> _TASK BRIEF_: Rewrite the listing from its start through the line containing "positive clicks: (906, 588) (857, 554)", replacing "optional" with "not required" and changing nothing else. Leave the pictures out of your answer.

> _DATA SUPPLIED_:
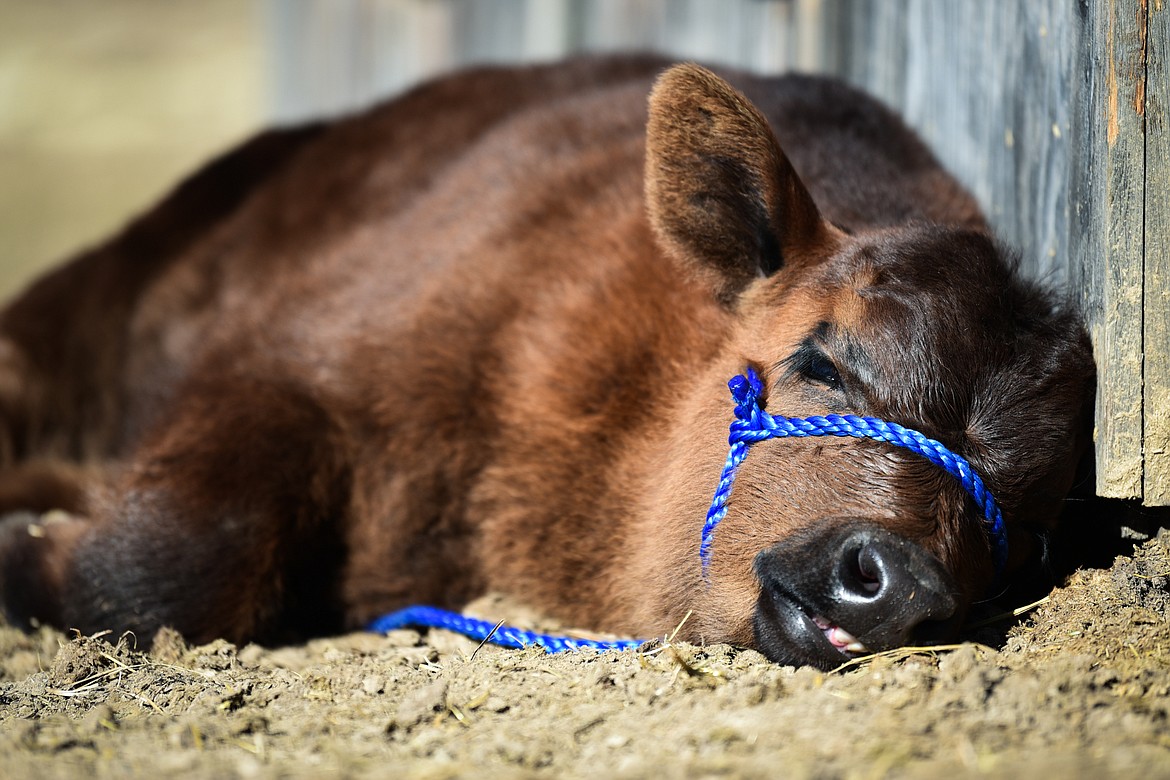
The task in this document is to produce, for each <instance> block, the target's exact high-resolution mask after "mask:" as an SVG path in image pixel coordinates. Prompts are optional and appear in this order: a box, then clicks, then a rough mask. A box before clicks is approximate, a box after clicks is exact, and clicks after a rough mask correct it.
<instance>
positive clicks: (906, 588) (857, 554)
mask: <svg viewBox="0 0 1170 780" xmlns="http://www.w3.org/2000/svg"><path fill="white" fill-rule="evenodd" d="M755 571H756V577H757V578H758V580H759V584H761V594H759V600H758V601H757V605H756V612H755V617H753V629H755V634H756V641H757V644H758V647H759V648H761V649H762V651H763V653H764V654H765V655H766V656H769V657H770V658H772V660H773V661H778V662H782V663H791V664H811V665H815V667H820V668H824V669H831V668H833V667H837V665H840V664H841V663H842V662H845V661H847V660H848V658H849V657H851V656H852V655H855V654H860V653H866V651H869V653H876V651H880V650H887V649H890V648H894V647H900V646H904V644H913V643H924V642H925V643H929V642H937V641H941V640H943V639H945V637H948V636H949V635H951V634H952V633H954V630H955V629H956V628H957V623H958V622H959V621H961V620H962V614H961V612H959V609H958V605H959V592H958V587H957V585H956V582H955V580H954V578H951V575H950V574H949V573H948V572H947V570H945V568H944V567H943V565H942V562H941V561H940V560H938V559H937V558H935V557H934V555H932V554H930V553H929V552H927V551H925V550H924V548H922V547H921V546H918V545H917V544H914V543H913V541H909V540H907V539H904V538H902V537H900V536H896V534H894V533H892V532H889V531H886V530H885V529H882V527H880V526H878V525H874V524H872V523H866V522H861V520H849V522H846V523H844V524H842V523H840V522H826V525H825V526H823V527H818V529H812V530H808V531H805V532H803V533H800V534H798V536H797V537H793V538H790V539H786V540H784V541H780V543H778V544H776V545H773V546H772V547H769V548H768V550H764V551H763V552H761V553H759V554H758V555H757V557H756V560H755Z"/></svg>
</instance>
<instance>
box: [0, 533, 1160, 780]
mask: <svg viewBox="0 0 1170 780" xmlns="http://www.w3.org/2000/svg"><path fill="white" fill-rule="evenodd" d="M491 608H496V609H497V608H500V605H491ZM1168 610H1170V532H1165V531H1163V532H1161V533H1159V534H1158V536H1157V537H1156V538H1154V539H1151V540H1149V541H1147V543H1145V544H1144V545H1142V546H1141V547H1138V548H1136V550H1135V552H1134V554H1133V555H1129V557H1122V558H1119V559H1117V560H1116V561H1115V562H1114V565H1113V566H1112V567H1110V568H1107V570H1086V571H1081V572H1078V573H1076V574H1074V575H1073V577H1072V578H1071V580H1069V581H1068V582H1067V585H1066V586H1065V587H1061V588H1058V589H1057V591H1055V592H1053V593H1052V594H1051V596H1048V599H1047V600H1046V601H1045V602H1044V603H1042V605H1040V606H1039V607H1038V608H1035V610H1034V612H1032V613H1031V614H1030V615H1028V617H1027V619H1026V620H1025V621H1024V622H1023V623H1020V624H1019V626H1017V627H1016V628H1013V629H1012V630H1011V631H1010V633H1009V635H1007V636H1006V640H1005V641H1003V642H1002V649H998V650H997V649H992V648H989V647H985V646H982V644H977V643H971V642H969V643H964V644H961V646H957V647H956V648H954V649H934V650H902V651H899V653H892V654H886V655H882V656H876V657H870V658H868V660H865V661H863V662H860V663H856V662H855V663H853V664H851V665H848V667H847V668H844V669H841V670H839V671H835V672H831V674H824V672H819V671H815V670H811V669H791V668H785V667H778V665H776V664H772V663H769V662H768V661H766V660H765V658H763V657H762V656H761V655H759V654H757V653H755V651H750V650H742V649H736V648H731V647H727V646H714V647H693V646H687V644H675V643H672V642H666V643H659V644H658V646H656V647H654V648H652V649H649V650H642V651H625V653H606V654H597V653H591V651H585V653H579V654H567V655H558V656H548V655H544V654H543V653H542V651H541V650H537V649H530V650H523V651H512V650H502V649H498V648H493V647H483V648H477V647H476V644H475V643H473V642H469V641H467V640H463V639H462V637H455V636H453V635H449V634H445V633H441V631H433V633H431V634H428V635H425V636H424V635H420V634H417V633H414V631H394V633H392V634H390V635H388V636H378V635H371V634H353V635H347V636H339V637H333V639H329V640H319V641H314V642H310V643H308V644H305V646H301V647H289V648H280V649H267V648H261V647H256V646H248V647H245V648H241V649H238V648H235V647H233V646H230V644H227V643H222V642H219V643H213V644H209V646H204V647H188V646H187V644H185V643H184V641H183V639H181V637H179V636H178V635H176V634H174V633H170V631H164V633H163V634H160V635H159V637H158V639H157V640H156V642H154V644H153V649H152V651H151V653H150V654H146V653H140V651H138V650H136V649H135V643H133V637H130V636H125V637H121V639H117V637H110V636H105V637H76V636H75V637H66V636H64V635H61V634H56V633H54V631H49V630H44V629H42V630H39V631H36V633H34V634H23V633H21V631H18V630H15V629H12V628H0V760H2V766H4V774H5V775H6V776H13V778H16V776H46V778H56V776H60V778H67V776H68V778H76V776H81V775H84V776H94V778H115V776H117V778H123V776H135V775H147V774H149V775H157V774H160V773H165V774H171V775H178V776H184V778H233V776H236V778H276V776H280V778H302V776H303V778H309V776H322V775H338V776H387V775H388V776H402V778H448V776H450V778H455V776H473V775H474V776H515V775H521V776H525V775H531V776H580V775H596V774H598V773H603V774H606V775H613V776H648V775H654V776H665V778H682V776H695V775H700V776H708V775H715V776H718V775H729V776H749V778H751V776H759V778H772V776H790V778H883V776H897V778H936V776H972V775H984V774H993V775H1013V776H1016V775H1018V776H1031V775H1039V774H1040V773H1041V772H1042V773H1045V774H1046V775H1052V776H1061V778H1100V776H1131V775H1136V776H1168V775H1170V623H1168V617H1170V615H1168ZM501 616H503V615H501ZM111 639H113V640H115V641H113V642H111V641H110V640H111Z"/></svg>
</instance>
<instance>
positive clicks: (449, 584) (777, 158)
mask: <svg viewBox="0 0 1170 780" xmlns="http://www.w3.org/2000/svg"><path fill="white" fill-rule="evenodd" d="M663 68H665V63H661V62H658V61H653V60H639V58H627V60H584V61H576V62H570V63H566V64H562V65H551V67H542V68H522V69H511V70H509V69H484V70H479V71H473V73H468V74H463V75H459V76H455V77H450V78H446V80H442V81H439V82H435V83H433V84H429V85H426V87H422V88H420V89H418V90H415V91H413V92H411V94H408V95H407V96H405V97H402V98H400V99H398V101H394V102H392V103H388V104H386V105H383V106H379V108H376V109H373V110H371V111H370V112H367V113H364V115H362V116H358V117H353V118H350V119H343V120H339V122H336V123H333V124H331V125H329V126H314V127H307V129H303V130H292V131H277V132H273V133H267V134H264V136H261V137H259V138H257V139H255V140H254V141H252V143H249V144H247V145H245V146H242V147H241V149H239V150H236V151H234V152H232V153H229V154H227V156H226V157H223V158H222V159H220V160H219V161H216V163H215V164H213V165H212V166H209V167H208V168H206V170H205V171H202V172H200V173H199V174H197V175H195V177H194V178H193V179H191V180H190V181H187V182H186V184H184V185H183V186H181V187H180V188H179V189H178V191H177V192H176V193H174V194H173V195H172V196H171V198H168V199H167V200H165V201H164V202H163V203H161V205H159V206H158V207H157V208H156V209H154V210H153V212H151V213H150V214H147V215H145V216H144V218H143V219H140V220H139V221H137V222H136V223H133V225H132V226H130V227H129V228H128V229H126V232H125V233H123V234H122V235H121V236H118V237H117V239H115V240H113V241H111V242H110V243H108V244H105V246H103V247H99V248H97V249H95V250H92V251H90V253H87V254H85V255H83V256H82V257H80V258H77V260H75V261H74V262H71V263H70V264H68V265H66V267H63V268H62V269H60V270H57V271H55V272H54V274H51V275H49V276H48V277H46V278H44V279H42V281H40V282H39V283H36V284H35V285H34V287H33V288H32V289H30V290H29V291H28V292H26V294H25V295H23V296H22V297H21V298H18V299H16V301H15V302H13V303H12V304H11V305H9V306H8V309H7V310H5V311H4V312H2V313H0V454H2V456H4V458H5V460H4V463H5V465H4V471H2V472H0V501H2V502H4V505H0V511H15V510H28V509H32V510H36V511H43V510H46V509H49V505H50V504H51V503H53V502H51V498H49V497H47V496H56V497H57V498H59V503H57V505H60V506H61V508H62V509H66V510H68V511H69V512H71V513H73V516H74V518H73V519H71V520H67V522H59V523H54V524H50V525H47V526H44V529H43V533H39V534H37V536H29V534H28V532H27V531H26V530H25V529H26V526H27V524H28V519H27V516H25V515H19V516H15V517H14V518H13V519H11V520H9V522H7V523H6V524H5V525H4V526H2V531H0V595H2V596H4V600H5V605H6V608H7V610H8V612H9V614H12V615H14V616H15V617H18V619H30V617H36V619H40V620H47V621H51V622H55V623H59V624H63V626H76V627H78V628H82V629H83V630H90V629H97V628H106V627H112V628H118V629H122V628H133V629H137V630H139V631H142V633H147V634H149V631H151V630H152V629H153V628H156V627H158V626H161V624H173V626H177V627H178V628H179V629H181V630H183V631H184V633H185V634H187V635H188V636H190V637H191V639H194V640H205V639H209V637H213V636H227V637H228V639H233V640H238V641H240V640H246V639H253V637H260V639H274V637H282V636H287V635H288V633H289V631H294V633H296V634H304V633H319V631H329V630H338V629H342V628H344V627H358V626H362V624H363V623H364V622H365V621H367V620H370V619H371V617H373V616H376V615H378V614H380V613H384V612H387V610H391V609H394V608H397V607H400V606H404V605H407V603H412V602H429V603H435V605H440V606H448V607H459V606H461V605H462V603H464V602H466V601H467V600H468V599H470V598H473V596H475V595H476V594H479V593H482V592H483V591H486V589H488V588H495V589H501V591H505V592H511V593H516V594H518V595H521V596H523V598H525V599H526V600H529V601H531V602H532V603H534V605H535V606H538V607H542V608H544V609H546V610H549V612H551V613H555V614H557V615H559V616H562V617H564V619H566V620H570V621H573V622H577V623H579V624H584V626H590V627H594V628H604V629H611V630H618V631H628V633H632V634H636V635H653V634H658V633H661V631H665V630H668V629H670V628H673V627H674V626H676V624H677V623H679V622H680V621H681V620H682V617H683V615H684V614H686V613H687V610H694V614H695V617H694V619H693V620H691V621H689V622H688V623H687V628H686V629H684V630H686V631H687V634H688V636H689V637H691V639H704V640H708V641H715V640H727V641H734V642H739V643H744V644H753V643H756V644H762V646H764V649H765V651H769V653H770V654H771V655H773V657H779V658H782V660H790V661H793V662H810V663H821V664H823V665H824V664H826V663H827V661H825V658H823V657H820V656H815V654H813V655H812V656H806V655H800V653H796V651H793V653H787V650H785V649H784V648H783V647H779V646H777V647H772V644H770V642H772V640H768V639H766V637H768V630H766V627H764V629H762V628H761V626H759V624H758V622H759V621H761V620H764V619H762V617H761V614H762V612H761V610H762V609H764V607H763V606H762V605H763V599H765V596H766V593H763V594H762V586H761V582H762V578H763V581H764V582H765V587H764V591H765V592H766V591H768V589H769V587H771V586H770V585H766V582H769V581H770V580H769V579H768V578H769V577H771V574H766V575H765V574H764V573H761V572H763V568H759V570H758V571H757V570H753V566H756V567H761V566H763V565H764V564H763V562H762V561H764V559H765V558H766V559H769V560H771V559H772V558H775V560H789V558H790V557H791V555H792V554H793V552H792V551H794V550H798V548H799V550H800V551H804V552H801V553H800V554H801V555H803V558H801V559H808V564H810V566H811V568H807V571H800V572H793V573H792V577H793V580H794V581H797V585H796V586H793V587H797V588H798V589H799V588H805V589H807V588H808V587H812V588H813V589H814V591H815V580H817V579H818V577H819V574H818V567H821V568H824V566H826V565H827V562H828V561H821V562H820V564H818V562H817V560H815V559H817V557H818V554H819V552H820V551H823V550H824V548H825V545H827V544H828V541H827V539H828V537H826V536H825V534H826V533H827V531H826V529H838V530H840V529H845V530H848V529H852V527H853V526H854V525H856V524H860V526H859V527H865V529H880V530H881V532H882V533H886V532H889V533H892V534H894V536H893V537H890V538H896V539H901V540H906V541H907V543H908V544H913V546H914V548H916V550H922V551H924V552H923V553H922V555H924V558H922V560H924V561H927V562H925V564H922V565H923V566H925V567H927V568H929V570H931V571H934V570H937V573H938V575H940V577H941V578H942V580H941V581H945V582H949V584H950V585H947V586H945V587H944V589H949V591H952V592H954V594H955V598H956V599H958V601H959V602H961V603H959V606H958V607H957V608H951V607H948V609H947V610H943V612H947V615H950V614H951V613H956V614H958V613H961V612H962V603H968V602H970V600H971V599H973V598H975V596H976V595H978V594H979V593H982V591H983V589H984V588H985V587H986V586H987V584H989V582H990V579H991V565H990V557H989V552H987V545H986V540H985V539H984V537H983V532H982V527H980V524H979V520H978V516H977V511H976V510H975V508H973V506H972V505H970V502H969V501H966V499H965V498H964V493H963V492H962V491H961V489H959V488H958V486H957V484H956V483H955V482H954V479H952V478H951V477H949V476H947V475H945V474H943V472H941V471H938V470H936V469H934V468H932V467H930V465H929V464H924V463H923V462H921V458H916V456H913V455H909V454H903V453H892V451H889V448H887V447H883V446H881V444H876V443H873V442H856V441H848V442H841V441H835V440H834V441H823V440H818V441H807V442H779V441H772V442H765V443H762V444H758V446H757V447H756V448H755V449H753V450H752V454H751V455H750V456H749V460H748V461H746V462H745V463H744V465H743V468H742V469H741V474H739V478H738V482H737V484H736V488H735V491H734V492H732V499H731V509H730V512H729V516H728V519H727V520H725V522H724V523H723V525H722V526H721V527H720V531H718V533H717V536H716V543H715V548H714V562H713V568H711V577H710V584H709V585H708V584H704V582H703V580H702V578H701V574H700V571H698V565H697V541H698V531H700V529H701V526H702V522H703V516H704V513H706V510H707V505H708V503H709V502H710V497H711V492H713V491H714V489H715V483H716V481H717V477H718V472H720V468H721V465H722V461H723V457H724V456H725V448H727V429H728V423H729V421H730V419H731V403H730V399H729V395H728V392H727V386H725V382H727V380H728V379H729V378H730V377H731V375H734V374H736V373H739V372H742V371H743V368H744V366H746V365H752V366H756V367H757V368H759V370H761V371H762V372H763V374H764V375H765V378H766V385H768V393H769V398H768V408H769V409H770V410H772V412H773V413H785V414H790V415H800V414H812V413H824V412H826V410H833V412H845V410H848V412H855V413H863V414H874V415H878V416H885V417H887V419H892V420H895V421H897V422H901V423H903V424H907V426H910V427H915V428H920V429H922V430H923V432H924V433H927V434H928V435H931V436H936V437H938V439H941V440H942V441H944V442H945V443H948V444H949V446H950V447H952V448H955V449H957V450H958V451H961V453H963V454H964V455H966V456H968V457H969V458H970V460H971V461H972V463H975V465H976V468H977V469H979V470H980V471H983V474H984V476H985V478H986V481H987V482H989V485H990V486H991V489H992V490H993V491H995V492H996V493H997V496H998V498H999V499H1000V502H1002V504H1003V505H1004V509H1005V512H1006V516H1007V520H1009V523H1010V524H1011V526H1012V527H1013V529H1014V531H1013V533H1012V541H1013V558H1012V567H1013V568H1018V567H1020V566H1023V565H1024V564H1025V559H1026V557H1027V555H1026V550H1027V538H1028V533H1027V532H1026V530H1021V529H1026V527H1027V526H1035V527H1039V526H1044V527H1051V526H1052V525H1053V524H1054V522H1055V515H1057V511H1058V510H1059V503H1060V499H1061V497H1062V496H1064V493H1065V492H1066V491H1067V490H1068V485H1069V484H1071V481H1072V475H1073V465H1074V463H1075V460H1076V456H1078V454H1079V451H1080V449H1081V448H1082V446H1083V441H1082V440H1083V434H1085V427H1086V424H1087V416H1086V409H1087V405H1088V402H1089V400H1090V396H1092V389H1093V367H1092V360H1090V356H1089V350H1088V346H1087V339H1086V337H1085V334H1083V331H1082V330H1081V329H1080V326H1079V325H1078V324H1076V322H1075V319H1074V318H1073V317H1072V316H1071V315H1069V313H1067V312H1064V311H1061V310H1060V309H1059V308H1057V306H1054V305H1053V304H1052V302H1051V301H1049V298H1048V297H1047V296H1046V295H1045V294H1044V292H1041V291H1039V290H1037V289H1034V288H1033V287H1031V285H1028V284H1025V283H1024V282H1021V281H1020V279H1018V278H1017V277H1016V276H1014V274H1013V272H1012V270H1011V268H1010V263H1009V262H1006V261H1004V260H1003V256H1002V253H1000V250H999V249H998V248H997V247H996V244H995V243H993V242H992V240H991V239H990V237H989V236H987V230H986V227H985V225H984V222H983V220H982V218H980V216H979V212H978V209H977V207H976V205H975V203H973V201H972V199H971V198H970V196H969V195H968V194H966V193H965V192H964V191H963V189H962V188H961V187H959V186H958V185H957V184H955V181H954V180H952V179H950V178H949V177H948V175H947V174H945V173H944V172H942V170H941V168H940V167H938V165H937V164H936V163H935V161H934V159H932V158H931V156H930V154H929V153H928V152H927V151H925V149H924V147H923V146H922V145H921V144H920V143H918V141H917V140H916V139H915V138H914V137H913V136H911V134H910V133H909V131H907V130H906V129H904V127H903V126H902V125H901V124H900V123H899V122H897V120H896V119H895V118H894V117H893V116H892V115H889V113H888V112H887V111H886V110H883V109H882V108H881V106H879V105H876V104H875V103H873V102H872V101H870V99H868V98H866V97H865V96H861V95H859V94H858V92H855V91H853V90H851V89H848V88H846V87H844V85H841V84H839V83H835V82H831V81H825V80H815V78H806V77H794V76H793V77H782V78H771V80H769V78H757V77H751V76H746V75H742V74H728V75H727V76H728V77H729V78H730V80H731V81H732V82H734V83H735V84H736V85H737V87H738V89H739V90H742V91H736V90H732V88H731V87H729V85H728V84H727V83H725V82H723V81H722V80H721V78H718V77H716V76H715V75H714V74H711V73H709V71H707V70H703V69H701V68H697V67H694V65H682V67H679V68H675V69H673V70H669V71H667V73H666V75H663V76H662V77H661V78H659V80H658V82H656V83H655V82H654V78H655V76H656V75H658V74H659V73H660V71H662V70H663ZM652 85H653V94H652V96H651V101H649V110H648V113H647V109H646V96H647V94H649V92H651V88H652ZM647 123H648V130H647ZM777 138H778V139H779V141H778V140H777ZM782 144H783V151H782ZM790 160H791V161H790ZM797 172H799V174H800V177H799V178H798V175H797ZM643 193H645V196H643ZM821 358H824V359H827V360H830V361H831V363H832V364H833V365H835V368H837V371H838V372H839V373H840V382H835V381H826V380H825V378H824V377H821V375H820V373H818V371H819V368H818V366H821V365H823V364H821V363H818V361H819V360H821ZM801 361H804V363H801ZM808 361H812V363H811V364H810V363H808ZM808 365H813V368H810V367H808ZM801 366H804V368H801ZM821 373H823V372H821ZM68 463H81V464H85V465H84V468H83V469H81V468H78V467H69V465H67V464H68ZM844 532H845V531H842V533H844ZM834 533H835V531H834ZM866 533H868V531H867V532H866ZM834 538H835V537H834ZM882 538H883V539H885V538H886V537H882ZM889 544H894V546H895V547H897V548H899V550H901V548H902V547H901V546H900V545H902V543H901V541H897V543H889ZM834 554H835V553H834ZM903 554H904V555H909V558H908V559H907V560H910V559H913V560H915V561H917V560H918V558H920V557H921V555H920V553H914V552H906V553H903V552H897V553H896V555H903ZM770 557H772V558H770ZM907 565H908V566H910V564H907ZM917 565H918V564H914V566H917ZM776 566H779V564H776ZM785 566H786V564H785ZM773 567H775V566H773ZM782 568H783V566H782ZM785 571H786V570H785ZM785 577H786V575H785ZM811 584H812V585H811ZM811 598H812V599H813V601H815V600H817V599H820V598H821V596H819V595H814V596H811ZM950 598H951V596H950V595H948V596H945V598H944V599H943V601H947V599H950ZM825 609H828V610H830V612H831V610H832V606H831V605H830V606H828V607H825ZM947 615H943V617H945V616H947ZM921 620H925V617H922V616H918V617H915V619H914V621H911V622H915V623H917V622H918V621H921ZM753 621H755V622H756V623H757V624H756V626H755V629H753ZM765 622H766V620H765ZM862 622H865V621H862ZM910 628H911V627H910V626H907V627H906V628H904V630H901V629H900V630H901V633H900V634H899V635H897V636H893V637H892V639H886V634H882V631H881V630H879V629H876V628H875V629H873V630H872V631H870V635H869V639H867V643H869V644H870V648H872V649H878V647H876V646H880V644H888V643H892V642H896V641H901V640H904V639H907V636H908V635H909V634H908V631H909V630H910ZM762 630H763V631H764V633H763V634H761V631H762ZM867 630H869V629H867ZM859 636H860V634H859ZM862 639H865V637H862ZM780 644H782V646H783V644H784V642H783V641H782V642H780Z"/></svg>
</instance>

> _OUTPUT FOR THIS EXERCISE_:
The task in this document is to produce, for each <instance> block, the target's exact high-resolution mask after "mask:" as an SVG path in image pixel coordinates. Prompts are not required and appear in this order: a box, then clicks, then a rough mask. A box before clicks is approximate, a box after clicks is exact, and clicks after a rough mask correct it.
<instance>
positive clicks: (906, 588) (857, 554)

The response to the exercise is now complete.